Copy every line of the listing below word for word, leaving out the pictures.

Rows from a dataset of labeled boxes:
◆ ◆ ◆ ◆

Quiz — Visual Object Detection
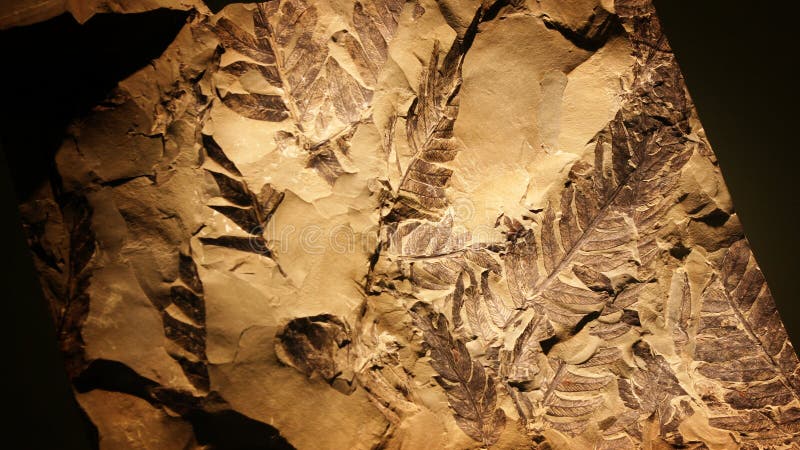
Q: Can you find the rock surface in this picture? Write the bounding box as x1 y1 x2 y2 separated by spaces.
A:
10 0 800 449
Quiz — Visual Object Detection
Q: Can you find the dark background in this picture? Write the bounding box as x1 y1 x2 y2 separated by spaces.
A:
0 0 800 450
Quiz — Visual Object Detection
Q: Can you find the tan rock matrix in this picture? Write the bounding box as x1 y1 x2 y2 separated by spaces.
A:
6 0 800 450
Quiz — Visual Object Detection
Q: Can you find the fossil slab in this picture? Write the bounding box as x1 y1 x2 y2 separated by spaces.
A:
9 0 800 449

◆ ◆ ◆ ◆

◆ Written solution:
Quiz — Visual Object Detection
Q: Can you find the rock surface in this picture? Write the bounding box as x1 y1 x2 y2 separated by spaces.
A:
10 0 800 449
Quiz — Visual Object Detection
Q: Can you find the dark background in this picture? Write the bounding box as x1 y1 x2 y2 separated by spaces.
A:
0 0 800 450
Quiz — Visual Object Detection
Q: Can you find the tan rock matrix in this picture? Write the bounding box as x1 y1 x2 y2 separated by spaces.
A:
6 0 800 450
Quiz — Visual Object Detection
Q: Can you find the fossil slab in this picture? Write the bounding box as x1 y1 x2 y2 separated by spaces.
A:
9 0 800 449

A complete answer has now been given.